What subtitle does Douglas Rushkoff's book carry, according to the interview below?

───── TEXT PROVIDED ─────

Don't blame the Google bus riders: The company "doesn’t look at the employees as any more human than it does the residents of San Francisco"

Salon speaks to Douglas Rushkoff about technology, the trouble with money, and our dangerous obsession with growth

Published March 3, 2016 6:51PM (EST)

Douglas Rushkoff   (Seth Kushner)
Douglas Rushkoff (Seth Kushner)

Douglas Rushkoff is a polymath who combines documentary filmmaking with an interest in the Middle Ages, suspicion of contemporary banking with a love of cyberpunk, and a fascination with technology with a deep skepticism toward some of the change it’s brought about. His restless mind has slowed down enough to write his new book “Throwing Rocks at the Google Bus,” which came out earlier this week.

Rushkoff’s book, subtitled “How Growth Became the Enemy of Prosperity,” is less inflexible than its title. It looks at the way an obsession with growth entangles us all, no matter where we sit on the digital web. “To use the metaphor of our era,” he writes, “we are running an extractive, growth-driven economic operating system that has reached the limits of its ability to serve anyone, rich or poor, human or corporate. Moreover, we’re running it on supercomputers and digital networks that accelerate and amplify all its effects. Growth is the single, uncontested, core command of the digital economy.” Sherry Turkle calls the book “a challenging and necessary read.”

He closes the book talking about “digital distributionism,” which includes things like crowdfunding, public commons, and collaborative wikis.

Rushkoff – who also teaches at Queens College, CUNY -- spoke to us from his home outside New York City. The interview has been lightly edited for clarity.

“Growth” is something that both liberals and conservatives tend to endorse. You see it as the root of some big problems – can you tell us why?

Growth associated with a business that’s getting bigger is not a problem. Joe opens a pizzeria, and more people want to buy pizza where he is, so he does an expansion. That’s growth that’s organic to demand for his product.

But growth as a goal is always going to be an aspect of capitalism: When you invest capital in something, you’re hoping that you’re going to get paid back more than you put in. But when growth is the only objective of your investment – when you don’t see the possibility of a long-term revenue return model -- you end up with a business landscape dominated by growth. That tends to be more extractive than generative.

And when you amplify that single core command throughout the entire digital economy, it gets very amplified very quickly.

In the startup community you’re not allowed to earn money – that makes your company look bad. I know a lot of startups that have revenue opportunities, but they turn them down, because they’re not allowed to show revenues on the books. Once they’re showing revenue, it’s as if they’re committed to a business model. What they can earn is no longer infinite. Now future rounds of investors can begin to calculate. You don’t want to look like you’re a business. You want to look like you’re establishing a platform monopoly simply so you can take over others.

Monopoly is an important idea in your book. But let’s talk about your title for a minute. You write, “Google workers are less the beneficiaries of an expanding company than they are its rapidly consumed resources.” What are you saying here?

───── RECORDED INFORMATION ─────

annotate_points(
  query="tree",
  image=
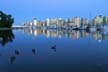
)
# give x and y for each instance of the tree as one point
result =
(6, 21)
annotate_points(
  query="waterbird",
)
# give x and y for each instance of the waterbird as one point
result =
(53, 47)
(16, 52)
(12, 59)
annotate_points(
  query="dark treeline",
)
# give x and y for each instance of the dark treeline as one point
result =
(6, 21)
(6, 36)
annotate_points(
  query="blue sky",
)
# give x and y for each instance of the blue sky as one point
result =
(23, 10)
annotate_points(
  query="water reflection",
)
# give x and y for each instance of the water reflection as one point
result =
(6, 36)
(97, 35)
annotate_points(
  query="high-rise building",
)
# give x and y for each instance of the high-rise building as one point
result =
(77, 21)
(98, 20)
(35, 22)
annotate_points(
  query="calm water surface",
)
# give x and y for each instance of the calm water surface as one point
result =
(28, 50)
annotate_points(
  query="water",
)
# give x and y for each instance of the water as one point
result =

─────

• OUTPUT
"How Growth Became the Enemy of Prosperity"